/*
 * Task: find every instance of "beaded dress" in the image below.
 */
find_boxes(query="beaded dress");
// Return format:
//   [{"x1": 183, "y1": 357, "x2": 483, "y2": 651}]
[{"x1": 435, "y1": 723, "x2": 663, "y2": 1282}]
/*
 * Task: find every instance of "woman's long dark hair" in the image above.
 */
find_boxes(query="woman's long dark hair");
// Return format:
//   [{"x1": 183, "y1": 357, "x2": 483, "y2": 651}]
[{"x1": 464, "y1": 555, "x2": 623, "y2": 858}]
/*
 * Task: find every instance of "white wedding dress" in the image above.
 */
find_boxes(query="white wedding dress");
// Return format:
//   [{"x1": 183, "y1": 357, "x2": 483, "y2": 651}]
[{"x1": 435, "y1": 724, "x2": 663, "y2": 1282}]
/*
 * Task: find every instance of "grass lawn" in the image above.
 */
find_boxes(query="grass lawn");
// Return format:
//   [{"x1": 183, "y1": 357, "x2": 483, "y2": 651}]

Required work:
Once more, set down the full listing, verbatim.

Answer for this exercise:
/*
 * Task: find every instance of "beaded dress" in the image below.
 */
find_boxes(query="beaded dress");
// Return format:
//   [{"x1": 183, "y1": 357, "x2": 483, "y2": 651}]
[{"x1": 435, "y1": 723, "x2": 663, "y2": 1282}]
/*
 * Task: find every instance of "woman's long dark hair" in the image above.
 */
find_boxes(query="woman's long dark hair");
// Return format:
//   [{"x1": 183, "y1": 357, "x2": 483, "y2": 651}]
[{"x1": 464, "y1": 555, "x2": 623, "y2": 858}]
/*
 * Task: find every instance of "white wedding dress" in the image above.
 */
find_boxes(query="white wedding dress");
// Return format:
//   [{"x1": 183, "y1": 357, "x2": 483, "y2": 651}]
[{"x1": 435, "y1": 724, "x2": 663, "y2": 1282}]
/*
 * Task: find every instance of "grass lawn" in the image above.
 */
find_boxes(query="grass lawn");
// Return format:
//   [{"x1": 183, "y1": 357, "x2": 483, "y2": 651}]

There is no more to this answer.